> _WORK ORDER_:
Copy out the line that contains "point: bread crumb" and the lines after it through the final one in the entries below, exactly, with no other lines.

> _AVAILABLE RECORDS_:

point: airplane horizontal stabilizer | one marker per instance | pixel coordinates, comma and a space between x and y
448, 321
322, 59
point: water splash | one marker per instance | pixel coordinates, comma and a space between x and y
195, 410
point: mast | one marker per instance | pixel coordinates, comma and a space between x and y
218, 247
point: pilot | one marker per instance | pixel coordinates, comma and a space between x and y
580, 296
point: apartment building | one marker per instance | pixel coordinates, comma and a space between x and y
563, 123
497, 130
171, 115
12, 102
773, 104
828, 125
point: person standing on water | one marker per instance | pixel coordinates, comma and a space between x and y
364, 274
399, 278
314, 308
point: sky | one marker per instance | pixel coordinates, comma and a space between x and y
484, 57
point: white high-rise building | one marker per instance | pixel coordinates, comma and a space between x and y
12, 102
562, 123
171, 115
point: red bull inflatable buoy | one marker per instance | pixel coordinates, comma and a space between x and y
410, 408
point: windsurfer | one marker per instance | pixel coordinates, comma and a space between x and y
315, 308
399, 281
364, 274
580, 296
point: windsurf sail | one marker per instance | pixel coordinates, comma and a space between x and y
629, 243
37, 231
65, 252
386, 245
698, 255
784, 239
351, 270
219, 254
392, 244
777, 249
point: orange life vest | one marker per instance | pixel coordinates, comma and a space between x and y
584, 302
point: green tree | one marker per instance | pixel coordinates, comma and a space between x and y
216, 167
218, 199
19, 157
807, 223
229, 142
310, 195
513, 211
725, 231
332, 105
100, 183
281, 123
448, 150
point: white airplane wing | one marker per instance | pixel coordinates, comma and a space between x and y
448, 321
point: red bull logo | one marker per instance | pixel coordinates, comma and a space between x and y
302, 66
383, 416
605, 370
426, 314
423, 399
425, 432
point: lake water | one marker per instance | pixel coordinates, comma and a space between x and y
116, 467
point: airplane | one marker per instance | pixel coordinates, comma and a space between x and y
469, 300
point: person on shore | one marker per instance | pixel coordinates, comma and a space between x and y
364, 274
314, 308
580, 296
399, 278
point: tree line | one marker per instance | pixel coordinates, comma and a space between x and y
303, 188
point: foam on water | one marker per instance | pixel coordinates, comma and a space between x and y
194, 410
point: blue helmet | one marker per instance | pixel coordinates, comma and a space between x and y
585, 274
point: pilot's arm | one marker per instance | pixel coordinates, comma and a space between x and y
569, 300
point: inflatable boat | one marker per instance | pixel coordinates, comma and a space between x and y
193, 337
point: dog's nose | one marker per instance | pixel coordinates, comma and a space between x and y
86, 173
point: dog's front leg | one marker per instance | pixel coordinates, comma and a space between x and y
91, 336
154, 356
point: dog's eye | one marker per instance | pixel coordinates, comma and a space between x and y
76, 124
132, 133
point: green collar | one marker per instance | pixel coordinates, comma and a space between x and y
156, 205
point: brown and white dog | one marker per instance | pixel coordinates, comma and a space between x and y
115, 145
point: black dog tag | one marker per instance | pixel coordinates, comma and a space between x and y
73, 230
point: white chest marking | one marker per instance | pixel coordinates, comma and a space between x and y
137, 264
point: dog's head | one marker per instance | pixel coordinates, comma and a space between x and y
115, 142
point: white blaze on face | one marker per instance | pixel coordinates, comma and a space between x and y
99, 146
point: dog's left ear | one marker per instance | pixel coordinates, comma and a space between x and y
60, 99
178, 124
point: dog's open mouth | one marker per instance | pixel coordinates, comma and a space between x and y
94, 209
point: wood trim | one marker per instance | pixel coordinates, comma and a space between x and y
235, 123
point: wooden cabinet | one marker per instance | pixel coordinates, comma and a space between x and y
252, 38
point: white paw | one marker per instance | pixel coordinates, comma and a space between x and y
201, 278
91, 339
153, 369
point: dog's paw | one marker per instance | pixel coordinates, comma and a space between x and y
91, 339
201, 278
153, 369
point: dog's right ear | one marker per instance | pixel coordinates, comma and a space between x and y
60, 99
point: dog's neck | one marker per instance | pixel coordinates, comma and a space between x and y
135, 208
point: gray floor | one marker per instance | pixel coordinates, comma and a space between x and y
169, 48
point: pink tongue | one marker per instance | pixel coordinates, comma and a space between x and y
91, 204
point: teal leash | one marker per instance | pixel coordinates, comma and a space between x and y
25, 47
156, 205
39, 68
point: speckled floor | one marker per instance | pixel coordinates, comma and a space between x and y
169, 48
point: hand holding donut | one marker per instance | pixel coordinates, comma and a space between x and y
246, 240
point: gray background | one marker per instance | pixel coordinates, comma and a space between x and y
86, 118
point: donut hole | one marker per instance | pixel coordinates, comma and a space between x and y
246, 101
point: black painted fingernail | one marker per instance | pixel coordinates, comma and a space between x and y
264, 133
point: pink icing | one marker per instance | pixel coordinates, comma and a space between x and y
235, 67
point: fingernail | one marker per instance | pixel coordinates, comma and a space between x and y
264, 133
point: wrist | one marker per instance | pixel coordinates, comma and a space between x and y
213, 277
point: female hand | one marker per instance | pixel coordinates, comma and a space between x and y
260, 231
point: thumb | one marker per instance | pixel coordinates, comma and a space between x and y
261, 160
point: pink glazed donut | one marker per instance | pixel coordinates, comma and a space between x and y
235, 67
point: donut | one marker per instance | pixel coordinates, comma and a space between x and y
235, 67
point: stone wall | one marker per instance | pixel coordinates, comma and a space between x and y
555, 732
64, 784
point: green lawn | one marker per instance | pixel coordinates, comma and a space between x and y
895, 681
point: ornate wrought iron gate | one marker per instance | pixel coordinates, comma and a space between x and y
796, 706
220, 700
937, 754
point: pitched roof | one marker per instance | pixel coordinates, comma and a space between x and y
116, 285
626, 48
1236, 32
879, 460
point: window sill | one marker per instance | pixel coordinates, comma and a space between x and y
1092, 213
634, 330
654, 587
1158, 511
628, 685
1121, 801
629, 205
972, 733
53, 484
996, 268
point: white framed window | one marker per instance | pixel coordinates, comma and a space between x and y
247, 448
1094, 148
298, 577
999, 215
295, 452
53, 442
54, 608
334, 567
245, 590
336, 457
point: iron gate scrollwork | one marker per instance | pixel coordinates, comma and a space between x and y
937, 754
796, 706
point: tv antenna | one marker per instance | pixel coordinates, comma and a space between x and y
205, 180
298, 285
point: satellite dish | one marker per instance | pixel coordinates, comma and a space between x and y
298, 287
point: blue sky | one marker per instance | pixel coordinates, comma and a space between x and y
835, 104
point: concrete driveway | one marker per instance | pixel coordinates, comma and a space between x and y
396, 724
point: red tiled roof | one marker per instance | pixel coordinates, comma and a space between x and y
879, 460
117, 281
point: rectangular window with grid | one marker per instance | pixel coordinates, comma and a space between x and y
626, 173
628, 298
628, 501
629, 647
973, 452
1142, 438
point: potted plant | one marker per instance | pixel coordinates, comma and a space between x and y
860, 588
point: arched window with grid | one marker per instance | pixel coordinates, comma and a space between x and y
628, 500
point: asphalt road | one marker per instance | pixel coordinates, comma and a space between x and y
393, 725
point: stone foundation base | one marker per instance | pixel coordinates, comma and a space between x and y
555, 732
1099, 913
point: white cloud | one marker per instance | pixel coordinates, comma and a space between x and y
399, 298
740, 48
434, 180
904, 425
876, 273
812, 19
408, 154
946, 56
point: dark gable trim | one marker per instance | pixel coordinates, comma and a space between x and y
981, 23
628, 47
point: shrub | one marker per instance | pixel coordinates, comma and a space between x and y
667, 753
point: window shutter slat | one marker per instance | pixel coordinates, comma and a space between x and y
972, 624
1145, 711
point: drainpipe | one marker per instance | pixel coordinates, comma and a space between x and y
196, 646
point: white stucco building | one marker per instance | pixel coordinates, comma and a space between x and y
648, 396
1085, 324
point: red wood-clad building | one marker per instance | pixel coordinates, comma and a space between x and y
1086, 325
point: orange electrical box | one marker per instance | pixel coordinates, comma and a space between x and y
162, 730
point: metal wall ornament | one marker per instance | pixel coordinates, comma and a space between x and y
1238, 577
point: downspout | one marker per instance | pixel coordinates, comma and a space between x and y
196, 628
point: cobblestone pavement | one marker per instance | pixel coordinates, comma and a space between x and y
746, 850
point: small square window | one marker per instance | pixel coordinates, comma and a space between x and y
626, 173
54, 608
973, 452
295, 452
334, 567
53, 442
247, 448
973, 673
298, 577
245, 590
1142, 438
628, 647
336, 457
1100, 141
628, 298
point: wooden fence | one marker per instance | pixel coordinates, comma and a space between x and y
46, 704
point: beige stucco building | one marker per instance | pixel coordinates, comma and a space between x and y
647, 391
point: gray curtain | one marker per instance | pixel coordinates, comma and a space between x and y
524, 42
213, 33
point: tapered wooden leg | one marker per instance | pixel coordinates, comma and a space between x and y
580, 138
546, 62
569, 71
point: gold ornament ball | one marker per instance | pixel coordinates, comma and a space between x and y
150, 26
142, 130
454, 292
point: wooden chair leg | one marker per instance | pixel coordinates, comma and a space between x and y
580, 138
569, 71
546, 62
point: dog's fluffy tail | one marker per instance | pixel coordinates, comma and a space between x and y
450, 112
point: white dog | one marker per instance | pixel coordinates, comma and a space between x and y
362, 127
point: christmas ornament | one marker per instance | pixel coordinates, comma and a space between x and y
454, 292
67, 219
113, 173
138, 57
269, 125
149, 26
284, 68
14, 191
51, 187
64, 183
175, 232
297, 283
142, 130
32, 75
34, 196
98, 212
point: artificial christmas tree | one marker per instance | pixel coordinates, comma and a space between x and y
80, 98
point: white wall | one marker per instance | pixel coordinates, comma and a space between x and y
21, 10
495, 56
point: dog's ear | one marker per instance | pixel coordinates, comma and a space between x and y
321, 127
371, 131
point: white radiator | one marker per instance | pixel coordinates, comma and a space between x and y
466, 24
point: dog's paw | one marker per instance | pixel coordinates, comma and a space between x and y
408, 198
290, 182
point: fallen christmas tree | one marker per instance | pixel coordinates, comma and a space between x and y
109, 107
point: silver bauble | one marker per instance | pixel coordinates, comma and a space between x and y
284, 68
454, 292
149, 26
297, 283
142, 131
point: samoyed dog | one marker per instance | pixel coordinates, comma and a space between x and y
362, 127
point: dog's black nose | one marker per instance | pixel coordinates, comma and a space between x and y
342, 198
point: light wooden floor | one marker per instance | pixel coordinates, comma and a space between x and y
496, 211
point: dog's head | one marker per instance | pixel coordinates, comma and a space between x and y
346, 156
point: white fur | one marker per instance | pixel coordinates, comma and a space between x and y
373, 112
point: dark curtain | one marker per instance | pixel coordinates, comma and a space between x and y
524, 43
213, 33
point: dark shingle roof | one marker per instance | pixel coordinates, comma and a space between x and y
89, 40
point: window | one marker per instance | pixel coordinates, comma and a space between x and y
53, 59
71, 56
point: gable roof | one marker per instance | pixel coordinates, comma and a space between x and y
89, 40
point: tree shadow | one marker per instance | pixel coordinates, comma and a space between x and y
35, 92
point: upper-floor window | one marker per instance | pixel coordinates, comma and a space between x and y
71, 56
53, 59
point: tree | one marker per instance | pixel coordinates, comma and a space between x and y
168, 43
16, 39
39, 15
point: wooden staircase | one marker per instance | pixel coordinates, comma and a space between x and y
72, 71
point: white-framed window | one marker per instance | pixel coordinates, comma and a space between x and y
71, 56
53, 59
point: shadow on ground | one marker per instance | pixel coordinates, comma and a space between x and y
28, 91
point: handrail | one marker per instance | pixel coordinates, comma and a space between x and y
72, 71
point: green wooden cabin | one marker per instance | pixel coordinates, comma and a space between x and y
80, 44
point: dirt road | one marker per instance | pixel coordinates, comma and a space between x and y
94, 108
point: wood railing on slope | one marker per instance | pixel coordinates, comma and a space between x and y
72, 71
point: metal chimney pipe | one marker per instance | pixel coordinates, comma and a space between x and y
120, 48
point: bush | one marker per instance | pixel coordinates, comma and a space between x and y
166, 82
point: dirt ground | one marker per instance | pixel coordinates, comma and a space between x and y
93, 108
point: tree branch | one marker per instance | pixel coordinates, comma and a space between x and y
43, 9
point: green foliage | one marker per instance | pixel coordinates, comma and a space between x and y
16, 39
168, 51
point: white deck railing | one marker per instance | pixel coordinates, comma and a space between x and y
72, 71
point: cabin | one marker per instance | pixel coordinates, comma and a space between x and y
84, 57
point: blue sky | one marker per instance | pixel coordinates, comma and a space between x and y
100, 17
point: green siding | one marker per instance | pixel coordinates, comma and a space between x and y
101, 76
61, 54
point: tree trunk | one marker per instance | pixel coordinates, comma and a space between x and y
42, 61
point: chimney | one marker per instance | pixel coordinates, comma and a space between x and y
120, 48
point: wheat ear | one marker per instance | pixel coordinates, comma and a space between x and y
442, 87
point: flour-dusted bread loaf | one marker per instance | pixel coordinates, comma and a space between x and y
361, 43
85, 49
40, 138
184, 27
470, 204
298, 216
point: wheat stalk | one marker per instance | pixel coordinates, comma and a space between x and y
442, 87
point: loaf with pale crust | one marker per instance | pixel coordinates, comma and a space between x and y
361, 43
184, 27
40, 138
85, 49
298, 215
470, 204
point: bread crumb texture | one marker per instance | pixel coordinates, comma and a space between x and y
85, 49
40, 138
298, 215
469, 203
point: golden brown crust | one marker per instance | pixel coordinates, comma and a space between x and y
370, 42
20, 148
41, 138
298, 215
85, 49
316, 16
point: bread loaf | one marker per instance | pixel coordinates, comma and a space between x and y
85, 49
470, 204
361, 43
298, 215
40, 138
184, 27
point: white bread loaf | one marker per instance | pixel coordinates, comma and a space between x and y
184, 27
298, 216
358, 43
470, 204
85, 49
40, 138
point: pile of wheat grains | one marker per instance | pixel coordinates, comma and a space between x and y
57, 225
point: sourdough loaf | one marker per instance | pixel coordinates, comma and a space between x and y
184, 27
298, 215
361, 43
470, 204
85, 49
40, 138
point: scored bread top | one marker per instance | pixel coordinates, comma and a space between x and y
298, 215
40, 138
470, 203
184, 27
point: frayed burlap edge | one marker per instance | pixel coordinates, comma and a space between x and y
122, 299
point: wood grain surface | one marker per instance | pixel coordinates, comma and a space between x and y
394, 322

> _TASK RESPONSE_:
point: bread crumb texture | one marker per instance | pixel coordinates, comma and a space between x and y
85, 49
40, 138
298, 215
469, 203
point: golden brown crust | one marker per instance | pixel coordinates, comma and a space between x and y
370, 42
20, 148
41, 138
298, 215
85, 49
316, 16
point: bread loaf | one marker per instance | pixel coordinates, comma and a space between x and y
85, 49
470, 204
361, 43
298, 215
40, 138
184, 27
point: white bread loaf | one marker per instance | pixel coordinates, comma and a space between x and y
184, 27
298, 216
358, 43
470, 204
85, 49
40, 138
point: pile of wheat grains | one marker per instance | pixel coordinates, comma and a space between x and y
57, 225
point: sourdough loaf | one marker per instance | pixel coordinates, comma and a space between x and y
184, 27
298, 215
361, 43
470, 204
85, 49
40, 138
point: scored bread top | one marker per instance | pixel coordinates, comma and a space between x and y
298, 215
40, 138
470, 203
184, 27
point: frayed burlap edge | one marker per instance | pixel coordinates, comma and a space between x and y
122, 299
point: wood grain surface | one marker per instance | pixel coordinates, comma and a space between x and y
394, 322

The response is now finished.